Text:
----
Variables selected as potential confounders in logistic and linear regression models based on a directed acyclic graph.

Collection of pregnancy history

At baseline, women also answered questions about gravidity (number of pregnancies), parity (number of live births), and ages at first birth and last pregnancy. Gravidity and parity were reported as counts and categorized as 0 pregnancies/births, 1 pregnancy/birth, and ≥2 pregnancies/births. Ages at first birth and last pregnancy were reported in years and assessed as continuous variables.
----
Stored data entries
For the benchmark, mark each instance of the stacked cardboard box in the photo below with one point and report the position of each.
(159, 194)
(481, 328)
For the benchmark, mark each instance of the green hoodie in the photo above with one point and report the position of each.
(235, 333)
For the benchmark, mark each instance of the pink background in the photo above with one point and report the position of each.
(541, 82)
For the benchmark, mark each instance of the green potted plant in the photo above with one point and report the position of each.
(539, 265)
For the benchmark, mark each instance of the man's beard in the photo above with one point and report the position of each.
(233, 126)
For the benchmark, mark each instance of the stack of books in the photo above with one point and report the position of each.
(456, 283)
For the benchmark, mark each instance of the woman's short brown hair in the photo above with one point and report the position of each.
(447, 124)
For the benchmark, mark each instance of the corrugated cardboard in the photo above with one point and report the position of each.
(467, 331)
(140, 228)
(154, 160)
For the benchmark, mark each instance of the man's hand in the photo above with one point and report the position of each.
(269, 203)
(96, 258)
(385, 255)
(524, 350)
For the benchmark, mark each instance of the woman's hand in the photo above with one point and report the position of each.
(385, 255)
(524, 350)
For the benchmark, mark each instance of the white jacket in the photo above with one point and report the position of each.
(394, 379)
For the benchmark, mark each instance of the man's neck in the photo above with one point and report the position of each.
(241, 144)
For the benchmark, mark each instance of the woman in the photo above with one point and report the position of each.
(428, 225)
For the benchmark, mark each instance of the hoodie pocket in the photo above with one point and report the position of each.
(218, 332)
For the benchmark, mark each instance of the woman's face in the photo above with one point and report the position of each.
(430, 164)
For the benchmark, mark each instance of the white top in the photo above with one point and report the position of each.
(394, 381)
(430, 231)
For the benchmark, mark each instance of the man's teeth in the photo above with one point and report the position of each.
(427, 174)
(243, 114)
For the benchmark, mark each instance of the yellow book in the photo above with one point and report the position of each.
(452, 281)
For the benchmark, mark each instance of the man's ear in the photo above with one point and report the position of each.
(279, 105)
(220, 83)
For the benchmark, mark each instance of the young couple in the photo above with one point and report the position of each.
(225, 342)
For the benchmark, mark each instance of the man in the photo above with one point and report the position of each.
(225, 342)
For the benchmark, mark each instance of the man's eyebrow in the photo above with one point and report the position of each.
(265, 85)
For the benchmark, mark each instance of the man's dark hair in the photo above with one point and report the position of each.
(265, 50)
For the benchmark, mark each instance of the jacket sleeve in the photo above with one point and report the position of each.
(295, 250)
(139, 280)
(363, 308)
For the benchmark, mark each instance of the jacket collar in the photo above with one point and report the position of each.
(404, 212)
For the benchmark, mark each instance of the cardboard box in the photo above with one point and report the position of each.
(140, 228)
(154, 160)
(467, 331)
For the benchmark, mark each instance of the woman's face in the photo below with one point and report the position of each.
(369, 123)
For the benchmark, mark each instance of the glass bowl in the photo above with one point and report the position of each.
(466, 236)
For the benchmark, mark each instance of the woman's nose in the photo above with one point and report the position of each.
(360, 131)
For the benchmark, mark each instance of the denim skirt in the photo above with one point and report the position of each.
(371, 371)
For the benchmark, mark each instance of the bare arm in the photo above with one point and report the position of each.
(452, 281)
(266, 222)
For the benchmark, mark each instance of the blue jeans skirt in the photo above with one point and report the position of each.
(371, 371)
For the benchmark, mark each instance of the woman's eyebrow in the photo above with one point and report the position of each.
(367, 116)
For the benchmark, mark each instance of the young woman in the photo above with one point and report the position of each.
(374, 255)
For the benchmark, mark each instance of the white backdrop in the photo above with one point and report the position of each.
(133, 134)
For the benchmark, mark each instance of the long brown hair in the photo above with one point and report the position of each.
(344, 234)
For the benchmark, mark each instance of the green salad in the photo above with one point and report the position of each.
----
Exercises to complete:
A. Summarize the text on pregnancy history in two sentences.
B. Carry on with the text on pregnancy history, starting after its final sentence.

Task-by-task results:
A. At baseline, women reported their gravidity, their parity, and their ages at first birth and last pregnancy. Gravidity and parity were reported as counts and grouped as 0, 1, or ≥2, while ages at first birth and last pregnancy were reported in years and assessed as continuous variables.

B.
Collection of anthropometrics

Weight and height were measured without shoes by trained clinic staff, and values were rounded to the nearest 0.5 pound and 0.5 inch, respectively. We calculated BMI (kg/m2) using weight (kilograms) and height (meters) and categorized BMI as under-/normal weight (BMI <25) or overweight/obese (BMI ≥25) (33). We also categorized women by their BMI at ages 18 and 45–54 as follows: women who remained normal weight through age 45–54 (under-/normal weight at ages 18 and 45–54), women who became overweight/obese by age 45–54 (under-/normal weight at age 18 but overweight/obese at age 45–54), women who became normal weight by age 45–54 (overweight/obese at age 18 but under-/normal weight at age 45–54), and those who remained overweight/obese through age 45–54 (overweight/obese at ages 18 and 45–54).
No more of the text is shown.